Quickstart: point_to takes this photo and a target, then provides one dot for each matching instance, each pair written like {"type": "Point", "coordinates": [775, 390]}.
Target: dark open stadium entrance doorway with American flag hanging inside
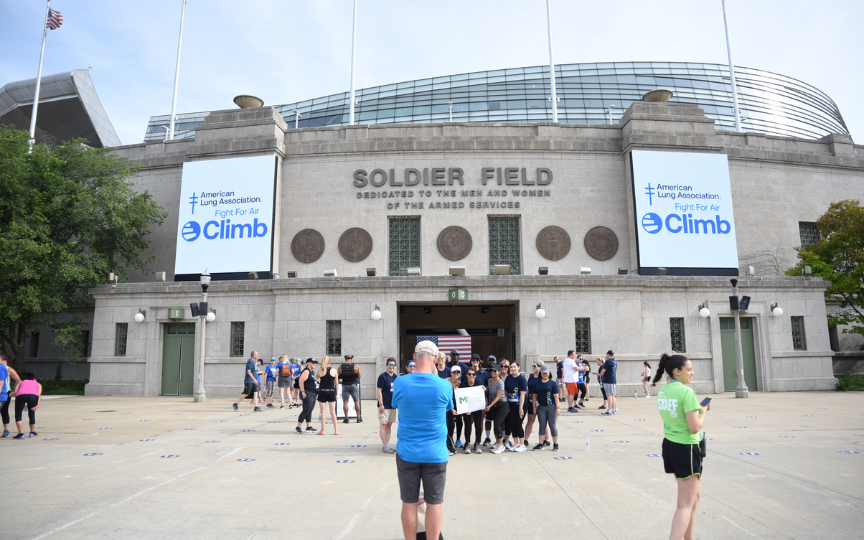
{"type": "Point", "coordinates": [484, 329]}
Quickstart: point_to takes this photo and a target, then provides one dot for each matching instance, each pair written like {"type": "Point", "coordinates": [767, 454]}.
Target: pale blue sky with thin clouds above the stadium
{"type": "Point", "coordinates": [291, 50]}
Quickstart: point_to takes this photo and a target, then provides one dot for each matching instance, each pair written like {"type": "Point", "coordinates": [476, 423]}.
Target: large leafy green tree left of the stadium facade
{"type": "Point", "coordinates": [68, 218]}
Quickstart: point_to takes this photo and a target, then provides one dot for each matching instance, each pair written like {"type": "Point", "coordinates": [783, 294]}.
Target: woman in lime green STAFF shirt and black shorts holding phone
{"type": "Point", "coordinates": [683, 419]}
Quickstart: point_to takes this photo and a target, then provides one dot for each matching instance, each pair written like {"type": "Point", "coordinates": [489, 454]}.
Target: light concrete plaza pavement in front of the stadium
{"type": "Point", "coordinates": [780, 465]}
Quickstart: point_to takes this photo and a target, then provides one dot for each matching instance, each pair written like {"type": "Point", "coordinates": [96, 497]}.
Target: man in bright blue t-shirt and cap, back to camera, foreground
{"type": "Point", "coordinates": [421, 454]}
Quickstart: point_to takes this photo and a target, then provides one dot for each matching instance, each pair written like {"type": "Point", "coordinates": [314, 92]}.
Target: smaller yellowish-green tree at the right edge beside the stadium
{"type": "Point", "coordinates": [838, 257]}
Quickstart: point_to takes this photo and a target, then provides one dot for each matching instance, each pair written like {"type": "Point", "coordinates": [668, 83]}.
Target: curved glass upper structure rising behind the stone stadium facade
{"type": "Point", "coordinates": [770, 103]}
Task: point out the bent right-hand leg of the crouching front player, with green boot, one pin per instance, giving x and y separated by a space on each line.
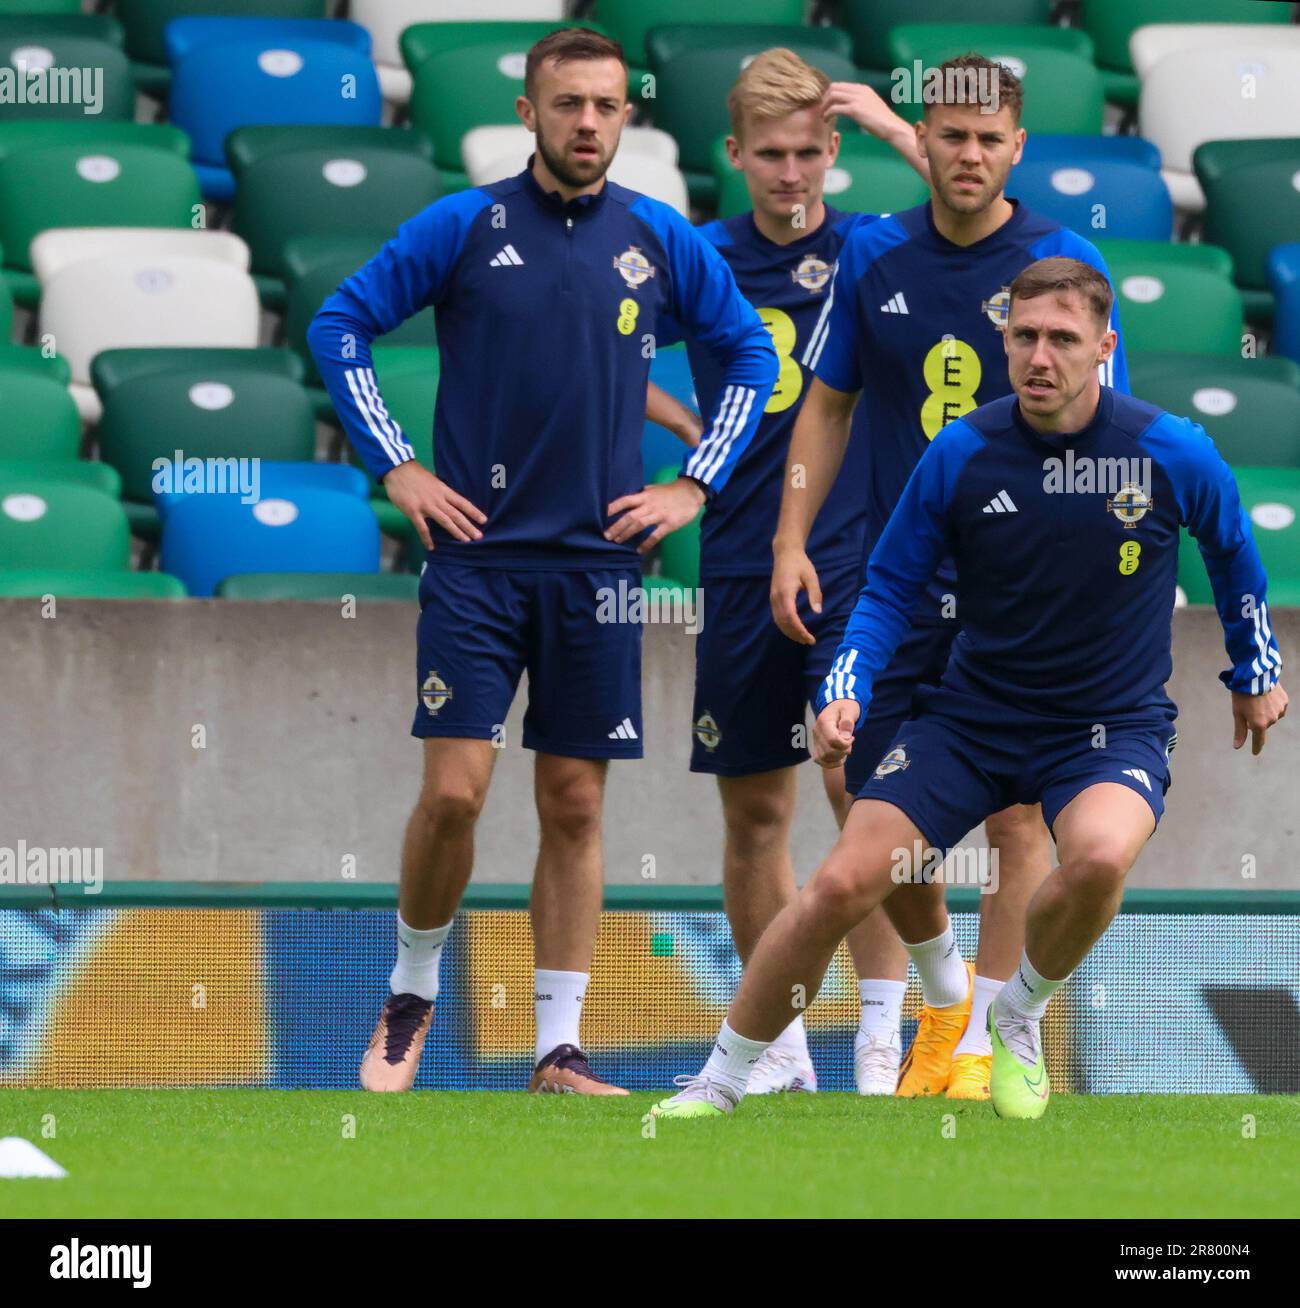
1099 836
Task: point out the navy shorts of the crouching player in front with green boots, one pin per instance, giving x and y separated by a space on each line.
963 758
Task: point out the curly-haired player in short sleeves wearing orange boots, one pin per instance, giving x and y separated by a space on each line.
914 338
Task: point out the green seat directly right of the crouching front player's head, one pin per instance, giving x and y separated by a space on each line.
1169 308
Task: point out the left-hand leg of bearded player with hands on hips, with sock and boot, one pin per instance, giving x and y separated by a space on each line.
437 859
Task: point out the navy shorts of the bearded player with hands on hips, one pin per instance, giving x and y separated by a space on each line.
481 628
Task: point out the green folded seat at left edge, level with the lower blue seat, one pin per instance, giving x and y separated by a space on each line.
46 523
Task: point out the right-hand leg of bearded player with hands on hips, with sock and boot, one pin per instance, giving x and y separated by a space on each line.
566 908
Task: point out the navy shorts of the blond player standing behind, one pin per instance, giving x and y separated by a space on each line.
753 682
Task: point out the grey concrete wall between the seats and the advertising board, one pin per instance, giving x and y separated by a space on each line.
308 757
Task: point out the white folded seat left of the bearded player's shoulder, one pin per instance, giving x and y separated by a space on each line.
145 300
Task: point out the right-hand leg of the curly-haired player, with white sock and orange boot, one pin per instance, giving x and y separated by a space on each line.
1025 860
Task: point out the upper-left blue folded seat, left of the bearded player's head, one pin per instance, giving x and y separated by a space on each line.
220 87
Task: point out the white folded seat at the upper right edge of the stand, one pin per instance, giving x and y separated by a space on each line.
1217 94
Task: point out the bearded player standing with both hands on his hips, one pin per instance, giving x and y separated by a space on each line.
546 287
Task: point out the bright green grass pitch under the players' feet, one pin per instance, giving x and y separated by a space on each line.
247 1153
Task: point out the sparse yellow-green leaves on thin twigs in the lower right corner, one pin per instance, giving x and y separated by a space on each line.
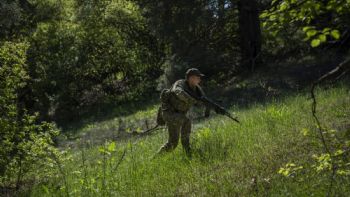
332 158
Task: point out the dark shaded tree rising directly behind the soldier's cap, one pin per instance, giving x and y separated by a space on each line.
207 39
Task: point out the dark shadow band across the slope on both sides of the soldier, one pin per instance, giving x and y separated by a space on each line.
270 83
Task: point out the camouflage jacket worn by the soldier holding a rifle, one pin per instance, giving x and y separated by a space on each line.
180 100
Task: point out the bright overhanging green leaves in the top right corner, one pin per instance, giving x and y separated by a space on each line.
319 21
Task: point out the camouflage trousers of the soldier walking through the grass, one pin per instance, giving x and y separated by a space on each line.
177 123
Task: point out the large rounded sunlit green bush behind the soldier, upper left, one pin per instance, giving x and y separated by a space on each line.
103 53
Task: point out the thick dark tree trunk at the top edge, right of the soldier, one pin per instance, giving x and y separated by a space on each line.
250 33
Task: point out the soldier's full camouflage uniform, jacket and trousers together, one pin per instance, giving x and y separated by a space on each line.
174 112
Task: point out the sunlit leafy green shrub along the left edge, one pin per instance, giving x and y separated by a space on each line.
25 144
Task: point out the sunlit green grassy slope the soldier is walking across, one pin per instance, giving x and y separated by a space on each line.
229 159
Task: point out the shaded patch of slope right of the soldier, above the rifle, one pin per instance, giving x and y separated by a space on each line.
275 82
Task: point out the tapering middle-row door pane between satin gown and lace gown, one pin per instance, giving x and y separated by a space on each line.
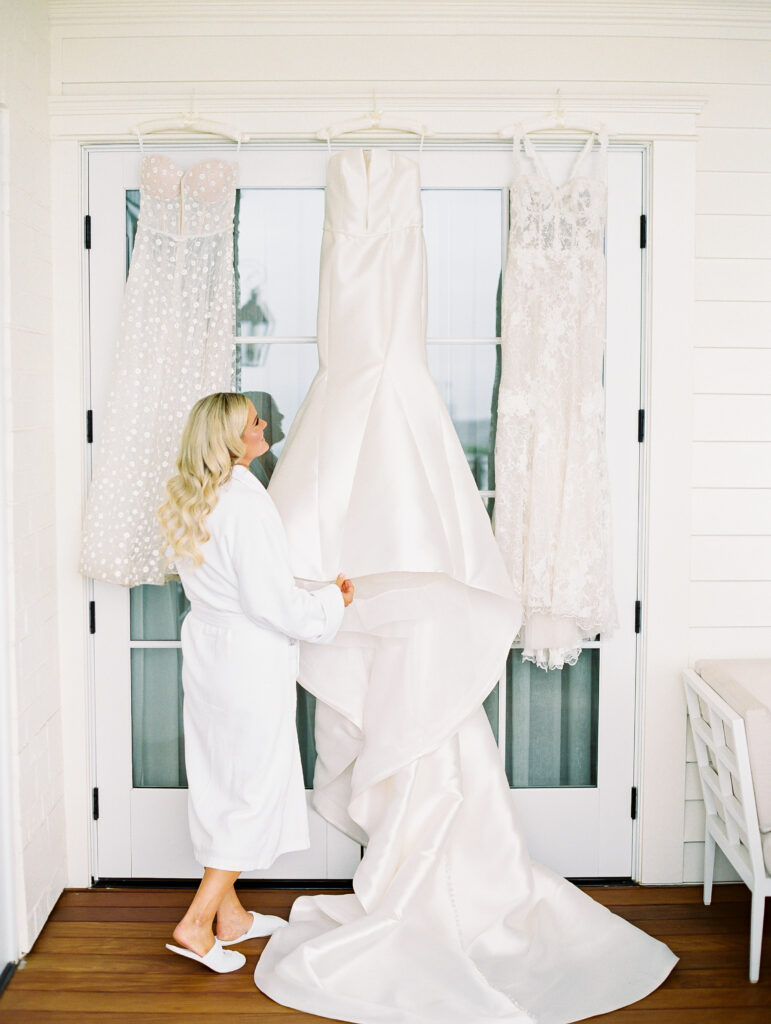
465 376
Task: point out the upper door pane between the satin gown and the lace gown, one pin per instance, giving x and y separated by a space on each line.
463 230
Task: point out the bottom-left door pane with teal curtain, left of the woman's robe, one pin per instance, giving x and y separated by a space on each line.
157 741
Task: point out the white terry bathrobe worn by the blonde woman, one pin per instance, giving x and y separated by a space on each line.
240 660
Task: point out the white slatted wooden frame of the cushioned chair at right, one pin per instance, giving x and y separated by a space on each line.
724 769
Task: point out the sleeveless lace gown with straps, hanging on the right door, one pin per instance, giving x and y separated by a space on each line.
552 513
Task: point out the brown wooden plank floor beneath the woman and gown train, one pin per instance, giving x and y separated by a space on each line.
102 959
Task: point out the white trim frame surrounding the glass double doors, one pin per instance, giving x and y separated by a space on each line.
668 125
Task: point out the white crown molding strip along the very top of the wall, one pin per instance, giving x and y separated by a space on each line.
688 18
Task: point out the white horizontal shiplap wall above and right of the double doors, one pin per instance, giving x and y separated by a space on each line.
112 60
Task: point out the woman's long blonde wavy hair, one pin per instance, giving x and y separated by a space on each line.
211 445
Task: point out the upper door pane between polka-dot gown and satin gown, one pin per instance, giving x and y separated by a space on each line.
278 246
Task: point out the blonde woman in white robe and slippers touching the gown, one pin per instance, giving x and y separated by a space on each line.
240 660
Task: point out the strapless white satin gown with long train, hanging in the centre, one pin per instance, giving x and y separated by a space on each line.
451 923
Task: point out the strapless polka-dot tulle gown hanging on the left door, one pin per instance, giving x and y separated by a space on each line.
176 346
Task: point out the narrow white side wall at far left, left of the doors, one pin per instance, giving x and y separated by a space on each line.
29 400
──────────────────────────────
→ Problem to work on: Leave out the pictures and output every record above precisely as given.

→ Answer for this exercise:
Quickstart: point_to takes this photo and a target, then provides one dot for each matching instance, each pair written like {"type": "Point", "coordinates": [775, 390]}.
Target: dark open stadium entrance doorway with American flag hanging inside
{"type": "Point", "coordinates": [484, 329]}
Quickstart: point_to takes this photo and a target, then provides one dot for each matching instance, each pair written like {"type": "Point", "coordinates": [767, 454]}.
Target: pale blue sky with thin clouds above the stadium
{"type": "Point", "coordinates": [291, 50]}
Quickstart: point_to takes this photo and a target, then provides one dot for each matching instance, each pair written like {"type": "Point", "coordinates": [476, 423]}.
Target: large leafy green tree left of the stadium facade
{"type": "Point", "coordinates": [68, 218]}
Quickstart: point_to takes this photo and a target, then provides one dot for each matching instance, each pair written like {"type": "Point", "coordinates": [783, 294]}.
Target: woman in lime green STAFF shirt and black shorts holding phone
{"type": "Point", "coordinates": [683, 419]}
Quickstart: point_to takes this photo and a target, then provides one dot for each matching instance, each pair written like {"type": "Point", "coordinates": [489, 454]}.
Target: light concrete plaza pavement in front of the stadium
{"type": "Point", "coordinates": [780, 465]}
Quickstart: point_to takes this photo and a target, then provides one dot for each matching instance, each pair written like {"type": "Point", "coordinates": [96, 497]}.
Target: man in bright blue t-shirt and cap, back to camera, foreground
{"type": "Point", "coordinates": [421, 454]}
Quickstart: point_to takes this photo and a target, then provides one dot for each matching instance, each pair written like {"type": "Point", "coordinates": [314, 92]}.
Target: smaller yellowish-green tree at the right edge beside the stadium
{"type": "Point", "coordinates": [838, 257]}
Quickstart: point_to takes this photo and a target, then provides one dot for each matching instance, each pair written like {"type": "Point", "coordinates": [668, 83]}.
Target: curved glass upper structure rising behind the stone stadium facade
{"type": "Point", "coordinates": [770, 103]}
Task: point out the bent right-hand leg of the crouching front player, with green boot, one pin per instance, giving x and y separated by a space on each line.
1099 836
Task: point out the navy shorts of the crouching player in front with green boots, one pin per instance, giving x and y separated by a space on each line.
963 758
Task: point out the curly-haired player in short sleeves wearing orange boots, one pin per instance, giving x and y separated by a space on each line.
914 338
Task: point out the green seat directly right of the crouching front player's head, one pin per instance, giving x and y separated by a space on each line.
1169 308
Task: point out the left-hand leg of bearded player with hands on hips, with sock and boot, one pin per instance, giving x and y separated by a space on each line.
437 859
Task: point out the navy shorts of the bearded player with hands on hips, one pin per instance, giving x and y separated by a space on each line.
481 628
Task: point out the green folded seat at left edge, level with the lower blue seat, one pin per instance, giving x and y separated by a space on each line.
46 523
Task: point out the right-hand leg of bearded player with hands on hips, with sock and boot, one pin per instance, giving x and y separated by a space on each line.
566 908
Task: point out the navy shorts of the blond player standing behind, one pin per instance, giving x and y separated by a space on each line.
753 682
Task: point out the grey concrete wall between the seats and the advertising board, one pin per instance, giving x and y separated by a space on each line.
308 757
Task: point out the white folded seat left of the bearded player's shoulder, one pin per instance, giving x and y separated by a space on each line.
145 300
Task: point out the right-hand leg of the curly-haired player, with white sock and orange boot, one pin per instance, giving x and y separated by a space on each line.
1025 860
Task: point out the upper-left blue folded seat, left of the bearded player's head, one pin per instance, giving x and y separated by a space on each line.
220 87
Task: point out the white folded seat at the upper right edge of the stand, one pin per instance, giving x and y separated by a space on each line.
1217 94
Task: point out the bearded player standing with both hands on his hips, one pin per instance, giving x and y separated by a space on each line.
546 287
Task: point out the bright green grass pitch under the players' feet, one pin per instance, giving x and y separated by a space on each line.
247 1153
Task: point out the sparse yellow-green leaves on thin twigs in the lower right corner, one pin per instance, giving x and y separated by a space on each line.
332 158
Task: point out the dark shaded tree rising directly behind the soldier's cap, one pin per instance, giving x and y separated by a space on each line.
207 39
Task: point out the dark shadow band across the slope on both sides of the soldier, one pin per instance, giving x and y separated by a space on each line.
270 83
Task: point out the camouflage jacket worn by the soldier holding a rifle, one pin per instance, giving x and y separated by a space on each line.
180 100
Task: point out the bright overhanging green leaves in the top right corner, one pin per instance, giving x and y separated by a space on each line.
319 21
Task: point out the camouflage trousers of the soldier walking through the grass, one pin per instance, giving x and y separated by a space on each line.
177 123
Task: point out the large rounded sunlit green bush behind the soldier, upper left, one pin per instance, giving x and y separated by a space on each line.
103 53
Task: point out the thick dark tree trunk at the top edge, right of the soldier, one pin per instance, giving x and y separated by a space on each line.
250 33
Task: point out the soldier's full camouflage uniform, jacket and trousers together, one pin per instance, giving x and y separated by a space on each line.
174 112
Task: point out the sunlit leafy green shrub along the left edge, one pin per instance, giving x and y separated by a space on each line.
25 144
Task: point out the sunlit green grassy slope the soldier is walking across, one pin per instance, giving x and y separated by a space on each line.
229 159
Task: point out the shaded patch of slope right of the soldier, above the rifle, one pin per instance, giving x and y separated by a space on each line.
275 82
Task: point out the tapering middle-row door pane between satin gown and lace gown, one pin per instance, giving x and y separated by a space on each line.
465 376
Task: point out the upper door pane between the satin gown and the lace gown, one pin per instance, giving x and y separated by a space on each line.
463 230
Task: point out the bottom-left door pane with teal curtain, left of the woman's robe, one pin per instance, giving x and y separated by a space on each line.
157 741
Task: point out the white terry bathrobe worn by the blonde woman, one pin per instance, giving x and y separated by a space on each line.
240 660
Task: point out the white slatted wooden frame of the cushioned chair at right, one pin per instance, giving x and y separated by a space on each line.
724 769
Task: point out the sleeveless lace gown with straps, hanging on the right door, one pin per instance, giving x and y separated by a space on each line.
552 513
Task: point out the brown wooden plank floor beneath the woman and gown train, one pin per instance, giving x and y separated by a space on each line.
102 959
Task: point out the white trim frame surrounding the glass double doors, one pin per instance, giving x and y separated by a space on each line.
668 125
Task: point out the white crown molding strip along the very top of the wall, one pin per instance, giving x and y separated by a space on each line.
688 18
Task: point out the white horizontal shiplap wall above and right of the double doors, one pin per instance, giving x and y separated by a space on each line.
112 60
Task: point out the woman's long blonde wavy hair, one pin per instance, giving x and y separated by a space on each line.
211 445
Task: point out the upper door pane between polka-dot gown and satin gown, one pin per instance, giving x and y separated by a space on each line.
278 246
Task: point out the blonde woman in white robe and slippers touching the gown, one pin per instance, giving x and y separated by a space on each line.
240 660
Task: point out the strapless white satin gown with long train, hanging in the centre, one pin per instance, giving x and y separated by a space on each line.
451 923
Task: point out the strapless polka-dot tulle gown hanging on the left door, one pin per instance, giving x and y separated by a space on each line.
176 346
Task: point out the narrow white side wall at far left, left of the doors, one pin per instance, giving x and y separated by a space on each line.
29 400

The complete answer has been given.